Dataset excerpt:
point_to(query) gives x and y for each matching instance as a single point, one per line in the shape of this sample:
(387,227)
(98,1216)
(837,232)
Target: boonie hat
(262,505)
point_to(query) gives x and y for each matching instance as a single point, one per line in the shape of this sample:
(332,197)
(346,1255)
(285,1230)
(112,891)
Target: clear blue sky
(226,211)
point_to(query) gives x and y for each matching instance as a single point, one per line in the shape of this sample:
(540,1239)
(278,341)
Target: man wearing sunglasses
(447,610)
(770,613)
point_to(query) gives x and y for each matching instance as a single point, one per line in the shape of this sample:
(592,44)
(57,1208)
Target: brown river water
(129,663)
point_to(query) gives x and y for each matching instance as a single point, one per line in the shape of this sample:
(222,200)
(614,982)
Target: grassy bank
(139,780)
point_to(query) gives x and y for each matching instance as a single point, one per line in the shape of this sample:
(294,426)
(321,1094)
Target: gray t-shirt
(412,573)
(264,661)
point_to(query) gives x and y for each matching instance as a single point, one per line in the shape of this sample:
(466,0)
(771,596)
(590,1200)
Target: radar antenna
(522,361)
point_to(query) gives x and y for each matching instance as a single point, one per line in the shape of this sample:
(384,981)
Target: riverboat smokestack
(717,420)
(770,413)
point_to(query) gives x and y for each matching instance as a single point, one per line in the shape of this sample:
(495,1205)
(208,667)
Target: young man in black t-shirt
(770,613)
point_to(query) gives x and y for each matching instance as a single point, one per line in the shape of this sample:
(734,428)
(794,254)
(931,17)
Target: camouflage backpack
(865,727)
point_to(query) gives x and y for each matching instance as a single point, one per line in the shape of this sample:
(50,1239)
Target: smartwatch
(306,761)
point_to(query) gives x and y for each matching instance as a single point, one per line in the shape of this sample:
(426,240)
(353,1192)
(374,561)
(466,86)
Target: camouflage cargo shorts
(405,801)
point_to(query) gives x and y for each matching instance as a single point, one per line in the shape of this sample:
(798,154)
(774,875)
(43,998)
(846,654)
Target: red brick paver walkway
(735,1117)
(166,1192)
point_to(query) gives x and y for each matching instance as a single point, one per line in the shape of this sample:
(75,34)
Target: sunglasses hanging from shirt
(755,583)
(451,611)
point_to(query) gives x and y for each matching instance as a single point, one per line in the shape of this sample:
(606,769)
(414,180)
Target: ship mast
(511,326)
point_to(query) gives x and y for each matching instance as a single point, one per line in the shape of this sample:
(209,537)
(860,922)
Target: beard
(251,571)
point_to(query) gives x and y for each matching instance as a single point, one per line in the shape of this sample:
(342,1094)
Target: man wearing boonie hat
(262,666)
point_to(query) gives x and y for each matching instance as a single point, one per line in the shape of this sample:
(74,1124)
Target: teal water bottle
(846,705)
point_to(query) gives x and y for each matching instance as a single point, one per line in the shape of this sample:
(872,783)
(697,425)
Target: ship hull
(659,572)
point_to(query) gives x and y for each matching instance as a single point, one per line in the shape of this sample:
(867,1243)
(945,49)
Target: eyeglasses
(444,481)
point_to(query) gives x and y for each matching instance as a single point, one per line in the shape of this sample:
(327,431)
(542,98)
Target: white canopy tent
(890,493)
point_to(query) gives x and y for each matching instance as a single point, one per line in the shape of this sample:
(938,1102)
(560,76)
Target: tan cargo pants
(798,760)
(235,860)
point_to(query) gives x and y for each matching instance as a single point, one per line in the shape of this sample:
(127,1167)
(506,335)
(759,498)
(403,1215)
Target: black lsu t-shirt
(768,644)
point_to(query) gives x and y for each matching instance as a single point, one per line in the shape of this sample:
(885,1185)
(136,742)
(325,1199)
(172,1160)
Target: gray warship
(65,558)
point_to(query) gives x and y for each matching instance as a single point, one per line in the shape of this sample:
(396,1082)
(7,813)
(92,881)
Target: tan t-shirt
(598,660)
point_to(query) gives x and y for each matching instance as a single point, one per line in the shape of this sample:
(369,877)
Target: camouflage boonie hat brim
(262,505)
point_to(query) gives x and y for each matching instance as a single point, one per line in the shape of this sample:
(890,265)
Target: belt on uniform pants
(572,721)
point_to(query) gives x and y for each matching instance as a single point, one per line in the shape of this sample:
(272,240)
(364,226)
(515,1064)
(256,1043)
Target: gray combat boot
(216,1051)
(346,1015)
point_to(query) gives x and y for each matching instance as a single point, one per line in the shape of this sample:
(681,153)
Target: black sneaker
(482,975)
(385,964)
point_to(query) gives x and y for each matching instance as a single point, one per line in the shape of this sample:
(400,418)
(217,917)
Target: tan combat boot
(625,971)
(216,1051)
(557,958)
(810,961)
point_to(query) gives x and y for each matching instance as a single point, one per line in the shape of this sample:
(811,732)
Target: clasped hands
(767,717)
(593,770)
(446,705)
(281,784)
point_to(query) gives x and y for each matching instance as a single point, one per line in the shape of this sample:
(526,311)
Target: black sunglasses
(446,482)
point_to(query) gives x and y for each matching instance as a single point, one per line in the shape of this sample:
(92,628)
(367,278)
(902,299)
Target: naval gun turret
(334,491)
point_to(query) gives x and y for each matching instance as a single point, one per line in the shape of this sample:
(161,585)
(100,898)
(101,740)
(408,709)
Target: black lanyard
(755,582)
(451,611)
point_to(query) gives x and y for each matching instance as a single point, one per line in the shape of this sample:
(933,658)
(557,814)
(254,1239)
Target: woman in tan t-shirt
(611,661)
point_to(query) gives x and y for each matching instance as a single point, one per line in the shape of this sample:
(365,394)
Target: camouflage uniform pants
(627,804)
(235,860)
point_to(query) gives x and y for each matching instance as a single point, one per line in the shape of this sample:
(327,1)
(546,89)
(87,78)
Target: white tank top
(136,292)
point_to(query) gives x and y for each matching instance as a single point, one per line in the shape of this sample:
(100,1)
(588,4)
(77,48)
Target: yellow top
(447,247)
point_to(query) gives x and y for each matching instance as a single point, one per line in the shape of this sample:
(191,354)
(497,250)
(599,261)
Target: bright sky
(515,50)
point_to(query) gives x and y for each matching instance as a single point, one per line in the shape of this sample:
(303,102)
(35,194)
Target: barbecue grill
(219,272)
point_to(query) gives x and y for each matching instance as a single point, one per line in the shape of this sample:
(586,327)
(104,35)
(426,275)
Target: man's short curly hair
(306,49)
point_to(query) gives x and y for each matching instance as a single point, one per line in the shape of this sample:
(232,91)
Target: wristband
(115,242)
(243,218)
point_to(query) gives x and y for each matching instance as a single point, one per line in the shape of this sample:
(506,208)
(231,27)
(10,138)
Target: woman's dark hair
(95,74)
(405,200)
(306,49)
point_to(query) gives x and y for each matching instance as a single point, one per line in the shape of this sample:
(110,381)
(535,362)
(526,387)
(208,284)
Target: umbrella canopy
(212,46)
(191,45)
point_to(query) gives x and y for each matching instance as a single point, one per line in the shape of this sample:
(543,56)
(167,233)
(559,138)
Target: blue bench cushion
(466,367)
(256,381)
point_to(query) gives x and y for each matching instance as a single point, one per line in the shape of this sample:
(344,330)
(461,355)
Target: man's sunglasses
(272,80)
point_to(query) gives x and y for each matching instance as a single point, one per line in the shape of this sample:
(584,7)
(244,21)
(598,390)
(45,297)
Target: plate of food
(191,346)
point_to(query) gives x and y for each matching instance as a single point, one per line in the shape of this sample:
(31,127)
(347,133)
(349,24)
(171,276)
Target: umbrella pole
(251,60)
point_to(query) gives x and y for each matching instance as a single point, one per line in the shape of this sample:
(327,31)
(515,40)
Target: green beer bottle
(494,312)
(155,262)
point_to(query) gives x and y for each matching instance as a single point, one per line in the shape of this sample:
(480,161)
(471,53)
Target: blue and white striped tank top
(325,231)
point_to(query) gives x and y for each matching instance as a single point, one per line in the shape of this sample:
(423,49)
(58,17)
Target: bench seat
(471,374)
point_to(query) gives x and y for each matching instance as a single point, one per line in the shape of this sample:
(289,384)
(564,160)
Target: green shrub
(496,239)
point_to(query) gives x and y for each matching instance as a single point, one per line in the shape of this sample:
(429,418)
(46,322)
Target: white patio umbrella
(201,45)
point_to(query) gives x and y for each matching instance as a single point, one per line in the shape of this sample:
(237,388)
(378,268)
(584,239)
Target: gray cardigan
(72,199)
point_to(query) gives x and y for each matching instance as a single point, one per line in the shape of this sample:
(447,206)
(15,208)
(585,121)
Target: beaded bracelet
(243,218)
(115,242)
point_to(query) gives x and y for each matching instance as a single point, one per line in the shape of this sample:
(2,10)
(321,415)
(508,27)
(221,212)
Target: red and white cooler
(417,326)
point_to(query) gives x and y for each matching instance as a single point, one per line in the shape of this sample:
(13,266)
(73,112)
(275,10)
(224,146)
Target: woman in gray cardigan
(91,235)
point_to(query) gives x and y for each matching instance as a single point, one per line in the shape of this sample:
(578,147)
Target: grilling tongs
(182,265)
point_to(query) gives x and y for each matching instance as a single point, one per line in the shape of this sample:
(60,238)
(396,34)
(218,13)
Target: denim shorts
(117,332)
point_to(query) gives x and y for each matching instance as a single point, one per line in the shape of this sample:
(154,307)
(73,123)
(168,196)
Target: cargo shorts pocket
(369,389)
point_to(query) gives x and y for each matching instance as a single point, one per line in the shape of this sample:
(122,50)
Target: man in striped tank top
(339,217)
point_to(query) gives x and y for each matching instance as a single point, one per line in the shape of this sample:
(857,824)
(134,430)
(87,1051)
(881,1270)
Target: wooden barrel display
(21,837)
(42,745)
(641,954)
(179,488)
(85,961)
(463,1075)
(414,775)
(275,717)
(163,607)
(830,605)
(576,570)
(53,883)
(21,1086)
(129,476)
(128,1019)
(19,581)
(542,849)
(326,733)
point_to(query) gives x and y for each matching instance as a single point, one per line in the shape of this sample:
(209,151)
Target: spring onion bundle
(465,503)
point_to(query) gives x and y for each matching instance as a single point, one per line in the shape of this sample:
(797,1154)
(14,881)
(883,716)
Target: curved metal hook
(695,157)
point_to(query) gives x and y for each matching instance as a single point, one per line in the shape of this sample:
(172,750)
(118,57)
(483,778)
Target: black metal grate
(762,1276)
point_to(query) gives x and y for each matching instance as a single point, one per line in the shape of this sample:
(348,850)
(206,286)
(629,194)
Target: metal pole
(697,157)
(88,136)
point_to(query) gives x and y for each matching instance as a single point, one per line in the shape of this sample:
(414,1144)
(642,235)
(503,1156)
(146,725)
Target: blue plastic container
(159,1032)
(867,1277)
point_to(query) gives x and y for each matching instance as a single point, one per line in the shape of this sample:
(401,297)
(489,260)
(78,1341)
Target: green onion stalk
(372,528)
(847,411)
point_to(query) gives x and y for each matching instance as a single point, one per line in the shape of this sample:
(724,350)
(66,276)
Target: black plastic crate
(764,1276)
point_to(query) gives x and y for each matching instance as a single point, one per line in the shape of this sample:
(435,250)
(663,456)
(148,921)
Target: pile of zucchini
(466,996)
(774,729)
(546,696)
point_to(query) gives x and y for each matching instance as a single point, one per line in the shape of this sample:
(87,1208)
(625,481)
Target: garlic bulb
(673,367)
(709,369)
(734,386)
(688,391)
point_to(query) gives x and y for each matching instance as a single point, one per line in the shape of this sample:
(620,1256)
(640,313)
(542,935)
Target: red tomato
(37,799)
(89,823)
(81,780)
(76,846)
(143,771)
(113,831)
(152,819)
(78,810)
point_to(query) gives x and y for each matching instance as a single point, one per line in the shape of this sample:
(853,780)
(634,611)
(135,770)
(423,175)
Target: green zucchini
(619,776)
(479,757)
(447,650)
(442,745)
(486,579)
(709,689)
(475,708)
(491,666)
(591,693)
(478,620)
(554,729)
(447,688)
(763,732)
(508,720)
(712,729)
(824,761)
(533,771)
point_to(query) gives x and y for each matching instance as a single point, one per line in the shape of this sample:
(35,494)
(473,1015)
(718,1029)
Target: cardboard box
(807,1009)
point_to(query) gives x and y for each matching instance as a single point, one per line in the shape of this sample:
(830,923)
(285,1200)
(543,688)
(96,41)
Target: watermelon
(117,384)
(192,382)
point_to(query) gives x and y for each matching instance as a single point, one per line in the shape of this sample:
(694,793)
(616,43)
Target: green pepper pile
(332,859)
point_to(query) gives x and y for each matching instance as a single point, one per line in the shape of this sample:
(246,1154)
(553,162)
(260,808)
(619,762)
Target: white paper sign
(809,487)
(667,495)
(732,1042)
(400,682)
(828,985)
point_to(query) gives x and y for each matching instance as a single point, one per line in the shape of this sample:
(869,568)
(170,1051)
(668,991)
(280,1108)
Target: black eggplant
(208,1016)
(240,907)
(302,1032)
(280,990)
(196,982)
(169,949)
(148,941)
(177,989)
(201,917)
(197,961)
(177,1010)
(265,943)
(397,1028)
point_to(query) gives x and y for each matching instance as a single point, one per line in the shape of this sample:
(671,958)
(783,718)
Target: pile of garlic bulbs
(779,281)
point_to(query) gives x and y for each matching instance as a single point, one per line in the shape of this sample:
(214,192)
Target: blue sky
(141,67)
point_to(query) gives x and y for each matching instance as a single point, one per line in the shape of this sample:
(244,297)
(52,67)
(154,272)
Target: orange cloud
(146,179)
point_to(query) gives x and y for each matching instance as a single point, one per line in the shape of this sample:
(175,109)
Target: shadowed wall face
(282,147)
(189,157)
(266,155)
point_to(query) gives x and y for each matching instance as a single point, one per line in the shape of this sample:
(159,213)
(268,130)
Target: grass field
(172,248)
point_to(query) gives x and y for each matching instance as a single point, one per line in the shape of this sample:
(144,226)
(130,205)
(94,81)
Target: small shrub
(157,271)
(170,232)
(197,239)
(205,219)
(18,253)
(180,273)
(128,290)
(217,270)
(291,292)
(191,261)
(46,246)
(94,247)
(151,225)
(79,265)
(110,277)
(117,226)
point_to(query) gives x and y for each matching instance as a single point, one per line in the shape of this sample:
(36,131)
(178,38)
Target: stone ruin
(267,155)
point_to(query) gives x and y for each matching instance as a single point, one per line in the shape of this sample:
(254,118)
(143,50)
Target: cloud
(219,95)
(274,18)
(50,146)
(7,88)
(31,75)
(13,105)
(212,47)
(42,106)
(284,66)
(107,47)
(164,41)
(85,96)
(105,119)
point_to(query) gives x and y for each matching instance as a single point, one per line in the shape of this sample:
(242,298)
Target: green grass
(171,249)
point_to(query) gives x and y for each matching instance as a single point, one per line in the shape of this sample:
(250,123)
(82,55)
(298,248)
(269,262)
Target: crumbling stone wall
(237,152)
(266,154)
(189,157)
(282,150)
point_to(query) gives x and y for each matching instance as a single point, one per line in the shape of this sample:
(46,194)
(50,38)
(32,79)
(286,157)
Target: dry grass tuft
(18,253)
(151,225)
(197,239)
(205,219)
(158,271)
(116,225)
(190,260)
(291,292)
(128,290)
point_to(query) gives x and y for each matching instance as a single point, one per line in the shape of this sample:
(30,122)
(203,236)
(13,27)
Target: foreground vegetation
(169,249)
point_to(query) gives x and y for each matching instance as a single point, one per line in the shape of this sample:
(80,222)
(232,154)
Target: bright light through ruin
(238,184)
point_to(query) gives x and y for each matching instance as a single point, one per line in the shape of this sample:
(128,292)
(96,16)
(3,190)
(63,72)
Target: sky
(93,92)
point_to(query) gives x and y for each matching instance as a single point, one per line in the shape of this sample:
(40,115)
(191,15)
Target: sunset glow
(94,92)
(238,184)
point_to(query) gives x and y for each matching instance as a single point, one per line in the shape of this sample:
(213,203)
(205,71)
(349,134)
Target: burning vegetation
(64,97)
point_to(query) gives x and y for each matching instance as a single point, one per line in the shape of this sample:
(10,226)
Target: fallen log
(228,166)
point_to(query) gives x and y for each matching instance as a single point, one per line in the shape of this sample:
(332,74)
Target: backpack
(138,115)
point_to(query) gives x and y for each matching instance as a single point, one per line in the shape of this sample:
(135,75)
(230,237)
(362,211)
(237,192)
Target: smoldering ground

▶ _WHAT IS ASKED_:
Please list each line of the records that contains the word "onion".

▶ _OUTPUT OF THE TASK_:
Target: spring onion bundle
Target: green onion stalk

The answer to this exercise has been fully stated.